▸ WHAT TO PRODUCE:
List all the lines in these records that hold "detect".

▸ Extracted data entries:
▼
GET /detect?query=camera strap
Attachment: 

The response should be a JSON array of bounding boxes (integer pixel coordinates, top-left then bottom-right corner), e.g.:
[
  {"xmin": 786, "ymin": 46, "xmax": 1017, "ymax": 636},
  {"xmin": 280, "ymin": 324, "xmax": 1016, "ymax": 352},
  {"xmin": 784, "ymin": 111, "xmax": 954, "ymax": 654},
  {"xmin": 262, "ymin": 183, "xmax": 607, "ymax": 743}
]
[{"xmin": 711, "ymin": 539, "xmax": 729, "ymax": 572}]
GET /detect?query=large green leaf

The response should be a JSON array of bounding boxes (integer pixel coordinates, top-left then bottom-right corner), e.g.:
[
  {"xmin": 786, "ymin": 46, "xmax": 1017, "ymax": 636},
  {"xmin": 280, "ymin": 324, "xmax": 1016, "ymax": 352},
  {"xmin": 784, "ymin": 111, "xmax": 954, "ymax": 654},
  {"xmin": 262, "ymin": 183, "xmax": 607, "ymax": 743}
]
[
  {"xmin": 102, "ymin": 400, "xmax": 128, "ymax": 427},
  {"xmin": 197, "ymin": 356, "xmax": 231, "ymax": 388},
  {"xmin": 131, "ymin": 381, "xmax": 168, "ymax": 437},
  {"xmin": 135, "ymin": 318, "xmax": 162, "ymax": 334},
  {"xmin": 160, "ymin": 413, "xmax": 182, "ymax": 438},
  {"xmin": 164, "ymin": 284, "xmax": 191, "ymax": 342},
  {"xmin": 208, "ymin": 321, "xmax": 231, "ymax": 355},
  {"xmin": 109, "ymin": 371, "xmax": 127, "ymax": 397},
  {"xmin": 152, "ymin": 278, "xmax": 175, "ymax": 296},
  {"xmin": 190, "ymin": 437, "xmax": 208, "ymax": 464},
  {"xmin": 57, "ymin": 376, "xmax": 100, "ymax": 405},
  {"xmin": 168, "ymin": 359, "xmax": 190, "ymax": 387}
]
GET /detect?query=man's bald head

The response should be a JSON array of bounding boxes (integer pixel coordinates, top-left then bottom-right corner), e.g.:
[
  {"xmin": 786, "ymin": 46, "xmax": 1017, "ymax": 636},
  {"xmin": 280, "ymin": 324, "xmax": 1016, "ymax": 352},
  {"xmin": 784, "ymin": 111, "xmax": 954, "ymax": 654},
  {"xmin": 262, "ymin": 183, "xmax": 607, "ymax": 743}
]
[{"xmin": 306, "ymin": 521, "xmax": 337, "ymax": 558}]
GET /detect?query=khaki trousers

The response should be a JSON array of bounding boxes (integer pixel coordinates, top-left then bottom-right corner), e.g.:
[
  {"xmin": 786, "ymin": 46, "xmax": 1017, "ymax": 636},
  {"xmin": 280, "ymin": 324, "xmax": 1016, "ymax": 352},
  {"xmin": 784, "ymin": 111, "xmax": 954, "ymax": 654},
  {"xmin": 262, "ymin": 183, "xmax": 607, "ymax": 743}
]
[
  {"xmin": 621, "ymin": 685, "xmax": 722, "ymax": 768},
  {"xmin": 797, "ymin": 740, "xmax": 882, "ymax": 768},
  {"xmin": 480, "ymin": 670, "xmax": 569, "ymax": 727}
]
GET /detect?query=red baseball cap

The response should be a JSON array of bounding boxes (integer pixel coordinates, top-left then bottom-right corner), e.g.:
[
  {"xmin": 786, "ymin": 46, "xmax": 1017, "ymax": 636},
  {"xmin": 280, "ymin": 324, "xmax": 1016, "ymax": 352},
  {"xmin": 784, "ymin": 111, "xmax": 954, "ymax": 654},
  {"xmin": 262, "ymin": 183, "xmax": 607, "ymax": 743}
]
▲
▸ ANSWER TO THE EXERCISE:
GET /detect?query=camera strap
GET /detect?query=large green leaf
GET /detect?query=man's bald head
GET /detect?query=khaki trousers
GET /detect?query=red baseball cap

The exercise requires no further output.